LIST OF TASKS ->
(A) Answer the following from the LLVM commit message on rotate patterns:
(i) What is the new revision number?
(ii) According to the message, through what mechanism does a rotate intrinsic now exist?
(iii) Where is the sequence with negation followed by masking said to be used?
(B) Resume the LLVM commit message on rotate patterns, picking up after its final sentence.

SOURCE PASSAGE ->
▼

[llvm] r346807 - [InstCombine] canonicalize rotate patterns with cmp/select

Tue Nov 13 14:47:25 PST 2018

Author: spatel
Date: Tue Nov 13 14:47:24 2018
New Revision: 346807

URL: http://llvm.org/viewvc/llvm-project?rev=346807&view=rev
Log:
[InstCombine] canonicalize rotate patterns with cmp/select

The cmp+branch variant of this pattern is shown in:
https://bugs.llvm.org/show_bug.cgi?id=34924
...and as discussed there, we probably can't transform
that without a rotate intrinsic. We do have that now
via funnel shift, but we're not quite ready to 
canonicalize IR to that form yet. The case with 'select'
should already be transformed though, so that's this patch.

The sequence with negation followed by masking is what we
use in the backend and partly in clang (though that part 
should be updated).

▲

ENTRIES SUPPLIED ->

▼

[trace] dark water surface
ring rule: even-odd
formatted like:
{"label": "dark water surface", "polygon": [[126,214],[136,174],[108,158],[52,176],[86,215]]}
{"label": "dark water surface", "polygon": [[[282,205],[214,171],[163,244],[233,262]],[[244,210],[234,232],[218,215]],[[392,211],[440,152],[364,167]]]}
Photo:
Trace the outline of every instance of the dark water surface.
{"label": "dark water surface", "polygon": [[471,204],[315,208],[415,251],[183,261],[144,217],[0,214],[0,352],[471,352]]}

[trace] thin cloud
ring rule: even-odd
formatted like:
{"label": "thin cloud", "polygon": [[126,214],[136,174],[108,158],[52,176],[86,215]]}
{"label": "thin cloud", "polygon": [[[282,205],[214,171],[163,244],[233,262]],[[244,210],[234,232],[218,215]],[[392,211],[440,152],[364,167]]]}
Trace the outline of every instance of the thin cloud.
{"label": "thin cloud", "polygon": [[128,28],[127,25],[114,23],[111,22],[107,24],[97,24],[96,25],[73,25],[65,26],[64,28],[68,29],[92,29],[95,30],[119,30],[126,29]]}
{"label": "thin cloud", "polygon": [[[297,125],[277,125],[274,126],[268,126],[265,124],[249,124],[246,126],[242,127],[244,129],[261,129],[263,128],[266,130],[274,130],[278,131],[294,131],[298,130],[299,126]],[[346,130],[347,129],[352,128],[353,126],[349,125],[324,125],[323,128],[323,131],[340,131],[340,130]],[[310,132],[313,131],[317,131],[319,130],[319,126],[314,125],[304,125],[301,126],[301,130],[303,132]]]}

▲

RESULTS FOR THE EXERCISE ->
(A)
(i) 346807
(ii) Through funnel shift.
(iii) In the backend and partly in clang.

(B)
https://rise4fun.com/Alive/TplC
  %cmp = icmp eq i32 %shamt, 0
  %sub = sub i32 32, %shamt
  %shr = lshr i32 %x, %shamt
  %shl = shl i32 %x, %sub
  %or = or i32 %shr, %shl
  %r = select i1 %cmp, i32 %x, i32 %or
  =>
  %neg = sub i32 0, %shamt
  %masked = and i32 %shamt, 31
  %maskedneg = and i32 %neg, 31
  %shl2 = lshr i32 %x, %masked
  %shr2 = shl i32 %x, %maskedneg
  %r = or i32 %shl2, %shr2

Modified:
    llvm/trunk/lib/Transforms/InstCombine/InstCombineSelect.cpp
    llvm/trunk/test/Transforms/InstCombine/rotate.ll

Modified: llvm/trunk/lib/Transforms/InstCombine/InstCombineSelect.cpp
URL: http://llvm.org/viewvc/llvm-project/llvm/trunk/lib/Transforms/InstCombine/InstCombineSelect.cpp?rev=346807&r1=346806&r2=346807&view=diff
==============================================================================

--- llvm/trunk/lib/Transforms/InstCombine/InstCombineSelect.cpp (original)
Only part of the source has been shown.